What to work on:
Which lines run from the one containing "Exercise. Tag every instance of the rolled-up" through the end of the material? Reproduce them exactly.

Content starts

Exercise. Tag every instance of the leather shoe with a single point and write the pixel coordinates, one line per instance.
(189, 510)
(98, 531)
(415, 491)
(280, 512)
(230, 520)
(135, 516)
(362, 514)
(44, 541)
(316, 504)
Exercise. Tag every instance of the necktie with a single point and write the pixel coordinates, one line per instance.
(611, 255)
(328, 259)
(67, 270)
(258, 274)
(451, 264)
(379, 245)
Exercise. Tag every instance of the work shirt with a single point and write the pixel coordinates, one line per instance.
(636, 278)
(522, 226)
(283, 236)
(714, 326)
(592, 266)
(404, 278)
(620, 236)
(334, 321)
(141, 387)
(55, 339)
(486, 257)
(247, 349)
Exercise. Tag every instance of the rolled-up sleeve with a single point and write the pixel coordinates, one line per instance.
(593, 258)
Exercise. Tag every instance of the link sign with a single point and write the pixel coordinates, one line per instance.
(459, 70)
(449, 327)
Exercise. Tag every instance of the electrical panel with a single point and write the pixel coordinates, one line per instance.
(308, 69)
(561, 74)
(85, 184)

Content ends

Exercise solution:
Exercise. Tag every instance of the rolled-up sleeve with a single point and write the pixel coordinates, one line per instance.
(593, 258)
Exercise. Tag every instance of the link sign with a single point and write the pixel coordinates, one line per instance.
(459, 70)
(449, 327)
Exercise. Tag every instance of the electrical panel with a single point and write the pixel coordinates, one line per instance.
(308, 69)
(561, 74)
(85, 184)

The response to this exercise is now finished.